Document extract —
────────

Colorado’s abortion clinics have been adjusting to higher demand since the end of Roe v. Wade more than a year-and-a-half ago, expanding their services to meet the needs of local and the increased numbers of out-of-state patients.
At the peak, shortly after the U.S. Supreme Court’s landmark decision in Dobbs v. Jackson overturned the right to an abortion nationwide, about 40% of patients seeking abortions in Colorado were from out of state, said Fawn Bolak, regional director of communications at Planned Parenthood of the Rocky Mountains.
Last year, the average dropped to about 35% as patients learned more about their options for care in states closer to their homes, she said.
“This is our new normal,” Bolak said.
Most patients in the region who are seeking care from out of state come from Texas, which bans abortions except to save a mother’s life, so New Mexico is an easier drive, sometimes with shorter wait times now that some Texan providers have moved across the border, Bolak said.
Right after the Supreme Court ruling, patients seeking abortion at Planned Parenthood’s 12 Colorado clinics had to wait about 28 days for an appointment, but now a more typical wait is five to eight days, she said.
Outside of Planned Parenthood, five other clinics offer abortion services in Colorado.
“If you’re a patient that’s seeking time-sensitive care, (a four-week wait) can be scary,” Bolak said.

────────

[Dataset entries]
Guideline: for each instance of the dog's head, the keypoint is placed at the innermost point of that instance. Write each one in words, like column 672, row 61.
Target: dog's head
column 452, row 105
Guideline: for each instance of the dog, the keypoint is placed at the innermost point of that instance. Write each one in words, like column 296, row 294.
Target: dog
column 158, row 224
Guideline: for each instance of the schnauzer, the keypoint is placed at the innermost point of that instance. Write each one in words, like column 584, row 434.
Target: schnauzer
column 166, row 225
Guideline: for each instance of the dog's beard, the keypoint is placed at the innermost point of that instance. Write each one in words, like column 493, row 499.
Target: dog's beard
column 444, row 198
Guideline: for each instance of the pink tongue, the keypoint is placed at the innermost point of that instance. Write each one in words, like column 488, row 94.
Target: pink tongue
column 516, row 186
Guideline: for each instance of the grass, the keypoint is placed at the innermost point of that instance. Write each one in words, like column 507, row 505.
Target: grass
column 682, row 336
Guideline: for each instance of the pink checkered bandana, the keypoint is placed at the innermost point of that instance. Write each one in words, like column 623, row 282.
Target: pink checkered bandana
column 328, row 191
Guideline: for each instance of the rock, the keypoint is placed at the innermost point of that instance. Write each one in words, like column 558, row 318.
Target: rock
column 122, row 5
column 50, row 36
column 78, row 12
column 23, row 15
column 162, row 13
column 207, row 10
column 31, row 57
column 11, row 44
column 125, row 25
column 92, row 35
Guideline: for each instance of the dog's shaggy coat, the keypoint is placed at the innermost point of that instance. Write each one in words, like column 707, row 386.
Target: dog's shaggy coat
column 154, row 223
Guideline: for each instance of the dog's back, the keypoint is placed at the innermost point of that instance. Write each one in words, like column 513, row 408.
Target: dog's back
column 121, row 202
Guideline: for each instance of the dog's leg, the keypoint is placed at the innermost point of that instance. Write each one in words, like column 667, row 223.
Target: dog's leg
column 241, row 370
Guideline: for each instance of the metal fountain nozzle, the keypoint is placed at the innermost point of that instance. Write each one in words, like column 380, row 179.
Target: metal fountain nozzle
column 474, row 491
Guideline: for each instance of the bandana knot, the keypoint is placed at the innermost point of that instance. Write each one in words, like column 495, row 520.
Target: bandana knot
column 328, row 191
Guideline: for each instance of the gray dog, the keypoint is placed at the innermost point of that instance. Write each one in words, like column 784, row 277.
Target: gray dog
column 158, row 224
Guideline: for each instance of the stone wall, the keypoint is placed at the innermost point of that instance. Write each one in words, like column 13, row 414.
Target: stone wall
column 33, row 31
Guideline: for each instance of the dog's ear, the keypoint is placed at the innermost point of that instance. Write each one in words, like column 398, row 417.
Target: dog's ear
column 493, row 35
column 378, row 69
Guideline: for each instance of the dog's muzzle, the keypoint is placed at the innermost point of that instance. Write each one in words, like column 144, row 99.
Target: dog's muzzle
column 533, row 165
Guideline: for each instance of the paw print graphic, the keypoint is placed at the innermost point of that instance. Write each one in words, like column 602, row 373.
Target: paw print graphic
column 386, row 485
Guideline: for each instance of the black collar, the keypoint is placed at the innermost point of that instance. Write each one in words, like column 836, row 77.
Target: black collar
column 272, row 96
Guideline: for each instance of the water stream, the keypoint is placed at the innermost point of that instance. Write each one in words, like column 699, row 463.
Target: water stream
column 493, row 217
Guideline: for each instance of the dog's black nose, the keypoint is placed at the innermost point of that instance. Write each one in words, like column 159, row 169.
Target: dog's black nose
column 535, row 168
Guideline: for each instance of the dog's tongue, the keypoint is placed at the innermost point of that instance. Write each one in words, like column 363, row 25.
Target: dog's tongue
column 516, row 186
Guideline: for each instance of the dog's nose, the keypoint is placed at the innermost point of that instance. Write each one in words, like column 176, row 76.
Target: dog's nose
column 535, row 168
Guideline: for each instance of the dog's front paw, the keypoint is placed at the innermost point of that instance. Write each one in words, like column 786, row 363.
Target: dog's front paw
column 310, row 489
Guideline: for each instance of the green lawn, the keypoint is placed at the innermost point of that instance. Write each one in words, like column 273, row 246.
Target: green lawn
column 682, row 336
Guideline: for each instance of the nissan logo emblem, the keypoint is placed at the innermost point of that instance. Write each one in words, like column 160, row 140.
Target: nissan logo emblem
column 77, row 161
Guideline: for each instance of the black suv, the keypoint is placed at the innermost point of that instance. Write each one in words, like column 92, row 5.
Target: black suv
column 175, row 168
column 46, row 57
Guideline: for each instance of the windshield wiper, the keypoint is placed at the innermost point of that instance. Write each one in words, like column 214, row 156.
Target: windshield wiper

────────

Parts of the exercise —
1. List every U.S. state named in the article on Colorado abortion clinics.
2. According to the Colorado abortion clinics article, what is the typical appointment wait now at Planned Parenthood's Colorado clinics?
3. Write the next few paragraphs of the article on Colorado abortion clinics after its final quoted sentence.

Replies —
1. Colorado, Texas, New Mexico

2. Five to eight days.

3.
The numbers started climbing even before the Dobbs decision, after Texas passed Senate Bill 8 banning abortions after five weeks of pregnancy in 2021, Bolak said. Since then, the number of patients receiving abortions at Planned Parenthood clinics in Colorado has gone up 26%, she said.
Planned Parenthood reduced the waiting time by training more providers to offer abortions, designating a team to help out-of-state patients make arrangements and by moving some appointments, such as consultations with patients seeking birth control, to telehealth, Bolak said.
Bolak didn’t foresee another major spike in demand if the Supreme Court were to throw out the approval of mifepristone, one of two drugs used in most abortions, and said Planned Parenthood has enough of the other drug, misoprostol, to continue serving patients.
The medications are approved for abortions up to 10 weeks into pregnancy, and more than half of patients who received an abortion in 2020 used drugs, rather than surgery. Last year, a lower court in Texas ruled the U.S. Food and Drug Administration had improperly approved mifepristone, while a court in Washington state ruled the drug shouldn’t be subject to extra limits, setting up a judicial showdown.
Dr. Savita Ginde, CEO and chief medical officer at Boulder Valley Health Center, said that, post-Dobbs, the clinic increased staff by about 25%, hiring providers, clinical support staff and more people to work in the call center and help patients coordinate travel logistics.
The center also plans to add weekend hours in the near future to help accommodate the two- to three-fold increase in patients seeking abortions, she said.
Clinics also are working together in a way that they didn’t a few years ago, Ginde said. If they can’t see an abortion patient quickly, they’ll refer that person to another clinic with an opening, because the procedure is more complicated further into pregnancy, she said. She estimated people seeking both abortion and non-abortion care wait “several weeks” for an appointment at the Boulder Valley clinic, on average.
“We will talk to each other to see who can take care of that patient,” she said.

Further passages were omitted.